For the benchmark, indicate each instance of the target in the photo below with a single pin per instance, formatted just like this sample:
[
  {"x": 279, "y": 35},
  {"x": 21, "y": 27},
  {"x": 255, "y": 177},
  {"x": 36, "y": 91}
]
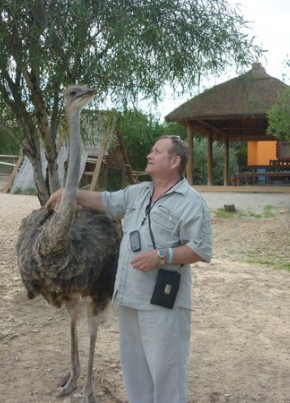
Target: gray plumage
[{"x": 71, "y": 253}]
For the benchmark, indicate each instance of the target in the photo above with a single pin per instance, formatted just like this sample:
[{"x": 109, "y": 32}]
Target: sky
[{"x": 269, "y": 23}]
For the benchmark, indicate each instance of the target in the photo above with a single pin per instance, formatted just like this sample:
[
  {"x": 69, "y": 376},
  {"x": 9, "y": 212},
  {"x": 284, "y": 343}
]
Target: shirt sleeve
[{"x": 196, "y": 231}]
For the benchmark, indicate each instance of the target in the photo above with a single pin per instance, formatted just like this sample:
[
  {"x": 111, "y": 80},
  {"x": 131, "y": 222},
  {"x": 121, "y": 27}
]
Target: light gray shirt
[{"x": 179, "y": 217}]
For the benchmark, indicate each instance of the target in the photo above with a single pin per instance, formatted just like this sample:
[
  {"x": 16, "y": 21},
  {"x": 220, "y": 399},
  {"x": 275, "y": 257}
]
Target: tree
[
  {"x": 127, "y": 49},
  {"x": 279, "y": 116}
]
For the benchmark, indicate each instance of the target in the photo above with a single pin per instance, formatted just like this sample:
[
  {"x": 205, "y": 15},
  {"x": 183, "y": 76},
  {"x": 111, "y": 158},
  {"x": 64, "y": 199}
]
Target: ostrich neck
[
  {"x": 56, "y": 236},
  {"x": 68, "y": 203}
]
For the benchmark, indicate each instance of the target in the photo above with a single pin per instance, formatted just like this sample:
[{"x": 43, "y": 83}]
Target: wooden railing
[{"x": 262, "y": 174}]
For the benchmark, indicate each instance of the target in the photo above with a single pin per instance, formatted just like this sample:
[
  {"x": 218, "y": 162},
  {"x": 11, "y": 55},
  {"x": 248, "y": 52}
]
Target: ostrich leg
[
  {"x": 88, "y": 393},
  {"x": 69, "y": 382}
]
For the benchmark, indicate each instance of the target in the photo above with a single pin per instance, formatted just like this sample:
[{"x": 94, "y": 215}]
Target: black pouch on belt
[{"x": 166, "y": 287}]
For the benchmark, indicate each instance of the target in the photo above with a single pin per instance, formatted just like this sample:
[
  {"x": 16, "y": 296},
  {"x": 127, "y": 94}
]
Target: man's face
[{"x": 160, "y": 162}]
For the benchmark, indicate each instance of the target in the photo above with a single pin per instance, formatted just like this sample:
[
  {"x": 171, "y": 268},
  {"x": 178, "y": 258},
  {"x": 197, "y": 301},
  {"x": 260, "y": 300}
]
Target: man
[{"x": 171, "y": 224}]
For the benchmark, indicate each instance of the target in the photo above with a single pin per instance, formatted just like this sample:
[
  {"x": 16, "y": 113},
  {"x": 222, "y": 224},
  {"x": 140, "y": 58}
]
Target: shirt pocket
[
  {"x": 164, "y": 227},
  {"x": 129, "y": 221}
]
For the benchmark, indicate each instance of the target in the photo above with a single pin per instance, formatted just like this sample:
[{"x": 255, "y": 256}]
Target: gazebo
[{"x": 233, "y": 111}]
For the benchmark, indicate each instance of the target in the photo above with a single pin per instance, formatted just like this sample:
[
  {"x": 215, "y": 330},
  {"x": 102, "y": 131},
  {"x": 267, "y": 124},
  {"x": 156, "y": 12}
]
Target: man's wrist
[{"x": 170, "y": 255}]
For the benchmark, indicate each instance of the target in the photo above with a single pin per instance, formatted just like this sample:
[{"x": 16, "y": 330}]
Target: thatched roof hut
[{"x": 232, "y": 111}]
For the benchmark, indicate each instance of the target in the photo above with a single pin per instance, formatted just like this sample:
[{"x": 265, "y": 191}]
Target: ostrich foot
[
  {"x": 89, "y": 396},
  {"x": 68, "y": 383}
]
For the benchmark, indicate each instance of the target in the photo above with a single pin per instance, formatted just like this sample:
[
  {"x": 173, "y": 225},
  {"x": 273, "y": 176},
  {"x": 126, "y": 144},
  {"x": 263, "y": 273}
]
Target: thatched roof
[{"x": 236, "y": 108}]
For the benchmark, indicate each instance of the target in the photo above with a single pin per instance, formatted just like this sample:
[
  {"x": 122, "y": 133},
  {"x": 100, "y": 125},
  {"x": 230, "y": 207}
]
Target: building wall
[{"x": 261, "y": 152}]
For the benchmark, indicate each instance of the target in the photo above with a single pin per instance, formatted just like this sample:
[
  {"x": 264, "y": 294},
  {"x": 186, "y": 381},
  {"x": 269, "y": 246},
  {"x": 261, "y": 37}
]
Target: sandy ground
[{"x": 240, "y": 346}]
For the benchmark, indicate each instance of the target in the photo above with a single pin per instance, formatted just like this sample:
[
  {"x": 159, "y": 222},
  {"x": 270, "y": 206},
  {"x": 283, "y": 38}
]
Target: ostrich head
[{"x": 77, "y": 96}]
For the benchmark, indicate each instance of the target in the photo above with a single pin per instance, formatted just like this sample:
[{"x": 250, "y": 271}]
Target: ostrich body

________________________________________

**Problem statement**.
Reproduce the entries above exactly. Do not include the images.

**The output**.
For the benchmark, indicate each instance of the target in the photo below with a single pin per instance, formatted just like this sample:
[
  {"x": 279, "y": 35},
  {"x": 21, "y": 27},
  {"x": 255, "y": 177},
  {"x": 36, "y": 91}
]
Target: gray plumage
[{"x": 71, "y": 253}]
For the benchmark, indicate each instance of the target in the photo above with a single pin per instance, formatted just like this sample:
[{"x": 109, "y": 32}]
Target: sky
[{"x": 269, "y": 23}]
For the benchmark, indicate each instance of the target in the photo above with a single pin per instance, formatted just like this sample:
[
  {"x": 69, "y": 376},
  {"x": 9, "y": 212},
  {"x": 284, "y": 343}
]
Target: shirt sleeve
[{"x": 196, "y": 231}]
For the benchmark, indicate each instance of the target in the photo above with a single pin per instance, formatted just like this sample:
[
  {"x": 111, "y": 80},
  {"x": 131, "y": 222},
  {"x": 121, "y": 27}
]
Target: light gray shirt
[{"x": 179, "y": 217}]
For the benchmark, indicate each instance of the target in the photo above with a single pin per instance, formatted just like this sample:
[
  {"x": 16, "y": 21},
  {"x": 220, "y": 399},
  {"x": 275, "y": 257}
]
Target: tree
[
  {"x": 127, "y": 49},
  {"x": 279, "y": 116}
]
For the benchmark, indicate each instance of the target in the photo above with a single pin per instance, formatted just like this sample:
[
  {"x": 205, "y": 15},
  {"x": 183, "y": 76},
  {"x": 111, "y": 158},
  {"x": 64, "y": 199}
]
Target: ostrich neck
[
  {"x": 56, "y": 236},
  {"x": 68, "y": 203}
]
For the benchmark, indicate each instance of the target in the photo above with a single pin per instance, formatted just like this sample:
[{"x": 43, "y": 83}]
Target: wooden railing
[{"x": 262, "y": 174}]
For the benchmark, indicate each instance of the target in the photo above with a single pin per instance, formatted just like this sample:
[
  {"x": 218, "y": 162},
  {"x": 11, "y": 55},
  {"x": 248, "y": 52}
]
Target: ostrich leg
[
  {"x": 88, "y": 393},
  {"x": 69, "y": 382}
]
For the benchmark, indicate each instance of the target in the photo above with a single pin per instance, formatted just like this sample:
[{"x": 94, "y": 215}]
Target: black pouch on belt
[{"x": 166, "y": 287}]
For the benchmark, indicate each instance of the target in the photo above with a single pin per instance, formatted just like this sample:
[
  {"x": 16, "y": 296},
  {"x": 127, "y": 94}
]
Target: man's face
[{"x": 160, "y": 162}]
For the benchmark, indicate each instance of the target in the photo above with a single pin per instance, formatted just like this sample:
[
  {"x": 171, "y": 268},
  {"x": 178, "y": 258},
  {"x": 197, "y": 301},
  {"x": 260, "y": 300}
]
Target: man
[{"x": 171, "y": 224}]
For the benchmark, indicate each instance of the target in the photo above with a single pin per instance, formatted just like this sample:
[
  {"x": 16, "y": 113},
  {"x": 222, "y": 224},
  {"x": 140, "y": 58}
]
Target: shirt pocket
[
  {"x": 164, "y": 227},
  {"x": 129, "y": 221}
]
For the benchmark, indicate each instance of the target in the photo above with a single pin per instance, formatted just like this sample:
[{"x": 255, "y": 256}]
Target: gazebo
[{"x": 233, "y": 111}]
For the benchmark, indicate each instance of the target in the photo above with a single pin per instance, formatted just like this sample:
[
  {"x": 215, "y": 330},
  {"x": 102, "y": 131},
  {"x": 267, "y": 124},
  {"x": 156, "y": 12}
]
Target: man's wrist
[{"x": 170, "y": 255}]
For the benchmark, indicate each instance of the target in the photo above with a single pin per instance, formatted just like this sample:
[{"x": 16, "y": 330}]
Target: thatched roof hut
[{"x": 232, "y": 111}]
For the benchmark, indicate each instance of the target in the photo above with a single pin per instance, formatted just like this sample:
[{"x": 265, "y": 191}]
Target: ostrich foot
[
  {"x": 89, "y": 396},
  {"x": 68, "y": 383}
]
For the benchmark, indicate each instance of the target in the photo above with a single pin per instance, formatted just like this sample:
[
  {"x": 173, "y": 225},
  {"x": 273, "y": 176},
  {"x": 126, "y": 144},
  {"x": 263, "y": 273}
]
Target: thatched roof
[{"x": 236, "y": 108}]
For the benchmark, indicate each instance of the target in the photo above with a single pin per instance, formatted just like this sample:
[
  {"x": 122, "y": 133},
  {"x": 100, "y": 125},
  {"x": 230, "y": 207}
]
Target: building wall
[{"x": 261, "y": 152}]
For the benchmark, indicate each instance of the target in the photo above with a single pin per instance, formatted just like this sample:
[
  {"x": 264, "y": 294},
  {"x": 186, "y": 381},
  {"x": 269, "y": 246},
  {"x": 261, "y": 37}
]
Target: sandy ground
[{"x": 240, "y": 346}]
For the benchmark, indicate each instance of the target in the photo above with a single pin per instance, formatted just like this sample:
[
  {"x": 159, "y": 222},
  {"x": 270, "y": 206},
  {"x": 283, "y": 38}
]
Target: ostrich head
[{"x": 77, "y": 96}]
For the benchmark, indicate each instance of the target in the photo above with a single pin per instance, formatted just like this sample:
[{"x": 250, "y": 271}]
Target: ostrich body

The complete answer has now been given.